WHAT IS NEEDED: According to the eating disorders text below, how often does a person die because of an eating disorder?

An eating disorder is a broad term for a variety of conditions that impact individuals who eat far too little or way too much. Overall, eating disorders are characterized by unhealthy or dangerous relationships with food. Individuals who suffer from eating disorders may restrict how much they eat, what they eat, and when they eat. Others struggle to control the amount of food they consume. These illnesses cover a range of eating conditions – some more severe than others.

Eating disorders are dangerous and potentially fatal if left untreated. In fact, eating disorders have a higher fatality rate than any other mental health condition. Although women are more likely to suffer from an eating disorder than men, there are still plenty of men who experience disordered eating. Unfortunately, eating disorders are inextricably linked to drug and alcohol addiction. Let’s look at how eating disorders develop, the most common eating disorders, and how to identify disordered eating patterns.

How Eating Disorders Develop

Eating disorders may develop for a variety of reasons. Some causes of eating disorders include genetics, biological factors, and mental and emotional health. For example, professionals hypothesize that some people have specific genes that make them susceptible to developing an eating disorder. In addition, an individual’s biological makeup plays a role in eating disorder development. However, mental and emotional health is often at the root of disordered eating. People who have low-self-esteem, identify as perfectionists, display impulsive behaviors, or are engaged in unhealthy relationships are at an increased risk for disordered eating. The Mayo Clinic explains that family history, mental health conditions, extreme dieting, and stress all increase the risk of developing an eating disorder.[1]

Furthermore, recent evidence shows that pop culture and social media promote an ideal body type and distorted expectations of beauty that may lead to disordered eating. These are unrealistic expectations that are not attainable for everybody type. In fact, many of the images seen on social media and in pop culture are altered and photoshopped. However, it still influences young people and their body expectations. One study found that 69% of elementary school girls who read magazines claim that the pictures they see influence their concept of beauty and body shape. 47% of these girls said that the images they see make them want to lose weight.[2]

For more insight on the prevalence and development of eating disorders, consider the following statistics:[3]

  • Eating disorders affect at least 30 million people in the U.S. – 10 million of whom are men.
  • A person dies due to an eating disorder every 62 minutes.
  • Nearly 10% of bulimia sufferers and binge eating disorder sufferers also suffer from a substance use disorder.
  • 33-50% of people with anorexia also suffer from depression and other mental health conditions.

Types of Eating Disorders

There are 6 main types of eating disorders that people suffer from. Each is characterized by different behaviors and eating patterns. However, all eating disorders are dangerous and potentially fatal.

Anorexia Nervosa

Anorexia nervosa is commonly referred to as anorexia and is one of the most well-known eating disorders. Like most other disordered eating habits, anorexia usually develops during adolescence or young adulthood and affects substantially more women than men. People who suffer from it tend to have a distorted perception of their body, or body dysmorphia, where they see themselves as overweight. People who suffer from anorexia may be severely underweight.

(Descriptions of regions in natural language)
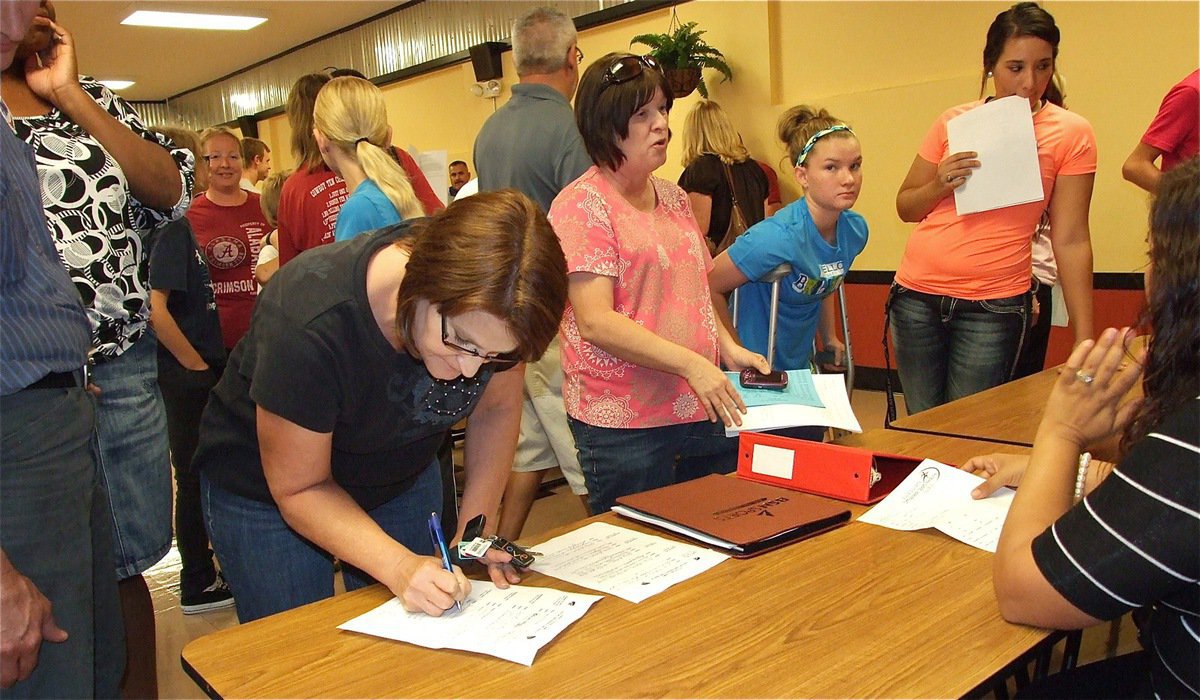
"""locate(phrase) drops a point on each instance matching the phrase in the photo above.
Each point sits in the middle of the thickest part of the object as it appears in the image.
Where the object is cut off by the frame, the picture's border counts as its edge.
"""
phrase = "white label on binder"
(772, 461)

REPLY TO THE TASK: Every 62 minutes.